Stated problem:
Reproduce every one of the items below word for word, omitting the pictures.

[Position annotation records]
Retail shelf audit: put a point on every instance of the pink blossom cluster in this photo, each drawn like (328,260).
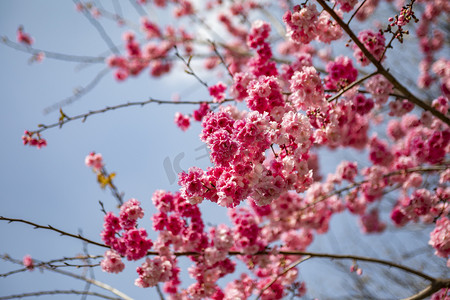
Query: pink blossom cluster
(340,73)
(23,37)
(217,91)
(261,63)
(182,121)
(152,55)
(28,262)
(121,233)
(33,139)
(380,88)
(302,23)
(440,237)
(347,5)
(307,89)
(373,42)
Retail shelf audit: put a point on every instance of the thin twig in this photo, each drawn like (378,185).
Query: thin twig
(351,85)
(113,187)
(189,71)
(58,292)
(53,55)
(435,286)
(100,30)
(407,94)
(290,267)
(213,44)
(442,167)
(158,289)
(79,92)
(49,227)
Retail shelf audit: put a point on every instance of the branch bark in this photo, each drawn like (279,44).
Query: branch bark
(406,93)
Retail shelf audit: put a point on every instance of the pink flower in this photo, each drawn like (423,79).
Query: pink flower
(182,121)
(374,42)
(152,271)
(440,237)
(218,91)
(28,262)
(112,263)
(94,160)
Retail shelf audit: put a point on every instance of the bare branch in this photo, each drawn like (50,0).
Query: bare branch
(407,94)
(80,92)
(108,108)
(435,286)
(53,55)
(100,30)
(351,85)
(290,267)
(49,227)
(58,292)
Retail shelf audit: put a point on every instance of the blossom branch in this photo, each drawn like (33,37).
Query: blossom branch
(442,167)
(53,55)
(435,286)
(189,70)
(79,92)
(290,267)
(50,263)
(58,292)
(100,30)
(92,281)
(222,60)
(108,108)
(49,227)
(407,94)
(356,11)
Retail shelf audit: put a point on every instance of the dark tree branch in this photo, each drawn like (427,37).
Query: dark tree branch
(407,94)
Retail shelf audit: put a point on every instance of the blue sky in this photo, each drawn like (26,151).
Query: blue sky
(53,186)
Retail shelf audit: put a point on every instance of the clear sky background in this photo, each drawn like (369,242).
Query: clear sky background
(53,186)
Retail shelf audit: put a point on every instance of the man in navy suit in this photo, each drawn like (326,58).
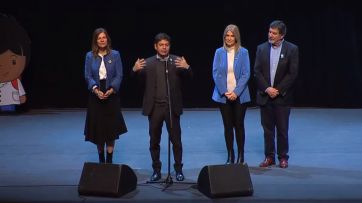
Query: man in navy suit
(163,74)
(275,71)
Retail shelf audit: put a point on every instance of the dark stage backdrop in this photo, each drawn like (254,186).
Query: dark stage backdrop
(328,33)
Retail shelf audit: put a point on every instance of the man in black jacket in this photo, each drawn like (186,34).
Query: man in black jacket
(163,75)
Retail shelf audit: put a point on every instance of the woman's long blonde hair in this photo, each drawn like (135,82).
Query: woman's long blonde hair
(235,30)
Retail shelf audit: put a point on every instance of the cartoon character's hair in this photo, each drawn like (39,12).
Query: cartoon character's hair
(13,37)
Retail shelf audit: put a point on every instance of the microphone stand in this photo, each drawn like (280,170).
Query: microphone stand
(168,181)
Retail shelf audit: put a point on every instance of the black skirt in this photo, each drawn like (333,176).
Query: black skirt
(104,120)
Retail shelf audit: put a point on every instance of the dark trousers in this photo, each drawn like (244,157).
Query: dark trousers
(160,113)
(233,114)
(273,117)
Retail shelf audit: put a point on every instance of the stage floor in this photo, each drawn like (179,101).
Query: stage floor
(42,153)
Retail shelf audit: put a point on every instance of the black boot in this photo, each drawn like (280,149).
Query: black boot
(101,157)
(240,159)
(109,158)
(231,157)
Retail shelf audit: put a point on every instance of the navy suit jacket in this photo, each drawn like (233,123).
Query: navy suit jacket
(285,76)
(114,69)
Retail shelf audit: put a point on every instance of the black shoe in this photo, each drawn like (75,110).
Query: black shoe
(231,157)
(180,176)
(240,159)
(101,158)
(155,176)
(109,158)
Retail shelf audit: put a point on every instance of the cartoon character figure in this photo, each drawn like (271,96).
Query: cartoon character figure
(14,56)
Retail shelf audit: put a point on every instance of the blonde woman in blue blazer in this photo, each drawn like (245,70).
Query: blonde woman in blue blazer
(231,72)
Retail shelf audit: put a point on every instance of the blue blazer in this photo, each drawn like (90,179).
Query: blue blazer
(114,68)
(241,71)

Task solution:
Retail shelf audit: put a point on every instance of the pink blossom cluster in this photo, each drawn like (328,260).
Query: pink blossom cluster
(340,73)
(23,37)
(217,91)
(261,63)
(182,121)
(152,55)
(28,262)
(121,233)
(33,139)
(380,88)
(302,23)
(440,237)
(347,5)
(307,89)
(373,42)
Retail shelf audit: put a point on every instance of the thin twig in this photo, each drawn like (378,185).
Query: thin twig
(351,85)
(113,187)
(189,71)
(58,292)
(53,55)
(435,286)
(100,30)
(407,94)
(290,267)
(213,44)
(442,167)
(158,289)
(79,92)
(49,227)
Retail shelf audit: put a point on every instance of the branch bark in this photo, each drawn like (279,44).
Query: branch bark
(406,93)
Retail shelf audit: put a point on every instance of the pink flower in this photo, each drawn like (423,79).
Query: pink flower
(182,121)
(374,42)
(152,271)
(440,237)
(218,91)
(28,262)
(112,263)
(94,160)
Retail shelf audit: put a point on every instance of the bare branch in this photo, each drawn like (50,0).
Query: bare branch
(407,94)
(80,92)
(108,108)
(435,286)
(53,55)
(100,30)
(351,85)
(290,267)
(49,227)
(58,292)
Retail shelf audit: put a point on every instance of the blossom branch in this photo, each drawn like (33,37).
Query: blossom branch
(442,167)
(53,55)
(435,286)
(189,70)
(79,92)
(290,267)
(50,263)
(58,292)
(100,30)
(92,281)
(222,60)
(108,108)
(49,227)
(407,94)
(356,11)
Retail shelf audit: put a point on every instance of the dark tree branch in this photo, each drawn like (427,37).
Query: dark tree branch
(407,94)
Retail shelf audit: put a point on every instance of the blue sky in this photo, each drawn like (26,151).
Query: blue sky
(53,186)
Retail shelf audit: put a point on every instance of the clear sky background in this photo, each drawn like (369,242).
Query: clear sky background
(53,186)
Retail shelf audit: put a point on every instance of the man in navy suit in this photo, each drawn like (326,58).
Query: man in navy suit
(163,74)
(275,71)
Retail shelf audit: put a point on every instance of the dark stage backdrop in this photo, each drawn like (254,186).
Query: dark stage backdrop
(328,33)
Retail shelf audit: put a point on every instance of the man in black jacket in this photo, each drawn like (186,34).
Query: man in black jacket
(163,75)
Retail shelf audit: put a point on every instance of the woman's long blonde hair in this photo, each drawn like (135,82).
Query: woman's long blonde hair
(235,30)
Retail shelf audit: put a point on every instance of the cartoon character's hair in this photo, each drawn like (39,12).
Query: cartoon character's hair
(13,37)
Retail shelf audit: put a point on every instance of the microphone stand in this photo, each drawn like (280,170).
Query: microphone stand
(168,181)
Retail shelf audit: put a point on every instance of the black skirt in this photo, each drawn like (333,176).
Query: black skirt
(104,120)
Retail shelf audit: put a point on every instance of the dark trousers in this photo, each drawn like (244,157).
Query: dark trousers
(160,113)
(233,114)
(273,117)
Retail shelf audit: put a point on every instance of the stage floor in this photo, each drawn like (179,101).
Query: stage floor
(42,153)
Retail shelf audit: put a point on every instance of the black boot in this photo, each drawn like (280,149).
Query: black boot
(101,157)
(240,159)
(109,158)
(231,157)
Retail shelf audit: put a point on every instance of the navy suit jacket in this photo, each drawn like (233,123).
Query: navy suit jacket
(285,76)
(114,69)
Retail shelf audit: put a point on every instance of the black shoe in this photo, each drawn like (75,110).
Query: black shoe
(231,157)
(180,176)
(240,159)
(101,158)
(155,176)
(109,158)
Retail shelf audit: put a point on every instance of the cartoon character figure in this photo, each drawn like (271,96).
Query: cartoon character figure
(14,56)
Retail shelf audit: put a point on every instance of the blonde woman in blue blazer in this photo, each drawn like (245,70).
Query: blonde woman in blue blazer
(231,72)
Retail shelf audit: put a point on every instance of the blue blazer in this photo, each drawn like (90,179).
Query: blue blazer
(114,68)
(241,71)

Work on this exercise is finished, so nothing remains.